» **SOURCE DOCUMENT**
[Start of section]

Plastic particles can be divided into different categories according to their size. Although they are generally known as “microplastics”, there are more specific terms:
Mesoplastics (500 µm to 5 mm), microplastics (50 µm to 500 µm) and nanoplastics, which are smaller than 50 µm – with some definitions even drawing the line at 100 nm. Despite the name, nanoplastics are larger than 1 nm.
The formation of nanoplastics from microplastics is primarily a time-dependent process. According to estimates, it can take around 320 years for a single 1 mm microplastic particle to decompose into a 100 nm nanoplastic particle.
A research group also investigated the behavior of 30 nm polystyrene particles (a type of plastic) in seawater and found that they coalesced into larger aggregates of around 1000 nm after just 16 minutes. This indicates that even nanoplastics tend to clump together in water and thus reach a size that is closer to that of microplastics.
And now to the question: Can activated charcoal filter microplastics?
The answer is clearly yes.

[End of section]

(Rows drawn from a dataset)
[Start of section]

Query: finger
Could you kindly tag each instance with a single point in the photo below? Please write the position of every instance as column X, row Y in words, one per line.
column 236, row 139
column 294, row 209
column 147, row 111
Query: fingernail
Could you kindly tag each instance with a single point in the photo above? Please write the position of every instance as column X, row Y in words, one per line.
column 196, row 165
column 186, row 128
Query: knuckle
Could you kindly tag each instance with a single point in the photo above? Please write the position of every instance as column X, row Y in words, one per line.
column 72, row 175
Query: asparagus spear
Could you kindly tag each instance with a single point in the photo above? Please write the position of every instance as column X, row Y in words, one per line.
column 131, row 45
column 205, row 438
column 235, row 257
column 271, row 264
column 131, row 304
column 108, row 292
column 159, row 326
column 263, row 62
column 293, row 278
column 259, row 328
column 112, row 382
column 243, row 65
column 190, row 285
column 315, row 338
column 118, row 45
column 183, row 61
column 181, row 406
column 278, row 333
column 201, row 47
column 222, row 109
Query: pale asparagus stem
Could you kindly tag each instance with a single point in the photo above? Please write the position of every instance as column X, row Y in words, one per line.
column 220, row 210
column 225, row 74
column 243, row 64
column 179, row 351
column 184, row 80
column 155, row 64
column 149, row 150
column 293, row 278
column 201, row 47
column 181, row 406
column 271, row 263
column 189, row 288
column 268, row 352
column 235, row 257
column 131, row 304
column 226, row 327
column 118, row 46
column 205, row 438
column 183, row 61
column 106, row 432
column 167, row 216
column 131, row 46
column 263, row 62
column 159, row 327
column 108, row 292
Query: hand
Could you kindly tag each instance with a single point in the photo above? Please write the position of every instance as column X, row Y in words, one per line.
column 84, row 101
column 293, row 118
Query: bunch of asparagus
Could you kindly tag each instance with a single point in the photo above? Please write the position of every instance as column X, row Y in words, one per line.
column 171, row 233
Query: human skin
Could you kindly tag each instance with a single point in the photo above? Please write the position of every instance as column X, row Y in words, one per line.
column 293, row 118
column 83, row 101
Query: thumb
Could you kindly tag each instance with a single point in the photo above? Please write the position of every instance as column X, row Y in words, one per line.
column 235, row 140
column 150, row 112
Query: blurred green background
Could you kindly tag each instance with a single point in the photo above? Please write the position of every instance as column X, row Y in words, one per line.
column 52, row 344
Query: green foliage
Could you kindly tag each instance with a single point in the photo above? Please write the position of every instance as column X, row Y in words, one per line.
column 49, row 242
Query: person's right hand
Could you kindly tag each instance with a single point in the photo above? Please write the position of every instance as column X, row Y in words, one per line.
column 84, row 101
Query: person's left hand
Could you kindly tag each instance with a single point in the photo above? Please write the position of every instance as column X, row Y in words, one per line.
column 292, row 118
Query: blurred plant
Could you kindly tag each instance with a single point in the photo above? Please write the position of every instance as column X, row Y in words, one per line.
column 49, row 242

[End of section]

» **THINGS TO DO**
1/ Name the size categories of plastic particles that the microplastics passage lists.
2/ Extend the microplastics passage past its final sentence.

» **WRITTEN RESPONSES**
1/ Mesoplastics, microplastics, nanoplastics

2/
Activated carbon contains so-called nanopores – tiny cavities with a diameter of less than 2 nm. These pores are small enough to reliably retain even very fine particles such as microplastics or mesoplastics. This also applies to nanoplastics in almost all cases. Only extremely small particles below the 2 nm limit could pass through the pores under certain circumstances – although this is very rare.
In addition, plastic does not dissolve in water, but is hydrophobic – it avoids water and prefers to adhere to organic surfaces such as activated carbon. As plastic is of organic origin, it also has a natural tendency to bind to the carbon structure of the activated carbon.
Conclusion: Activated carbon is able to remove the vast majority of plastic particles from the water – and is therefore an effective protection against micro- and nanoplastics in your drinking water.
In chemical terms, organic molecules are complex compounds that contain carbon in combination with other elements. Plastics consist of so-called polymers, i.e. chain-like molecular structures. The organic content in plastic refers to the carbon it contains, which – depending on the type of plastic – can be combined with hydrogen, oxygen, nitrogen or sulphur.
Is activated charcoal harmful to health?
There is no need to worry if your drinking water comes into contact with activated charcoal. Activated charcoal is a purely natural product – especially when it is obtained from sustainable raw materials such as coconut shells.
Incidentally, the same type of activated charcoal is also used in medicine – for example by GPs for gastrointestinal complaints such as diarrhea.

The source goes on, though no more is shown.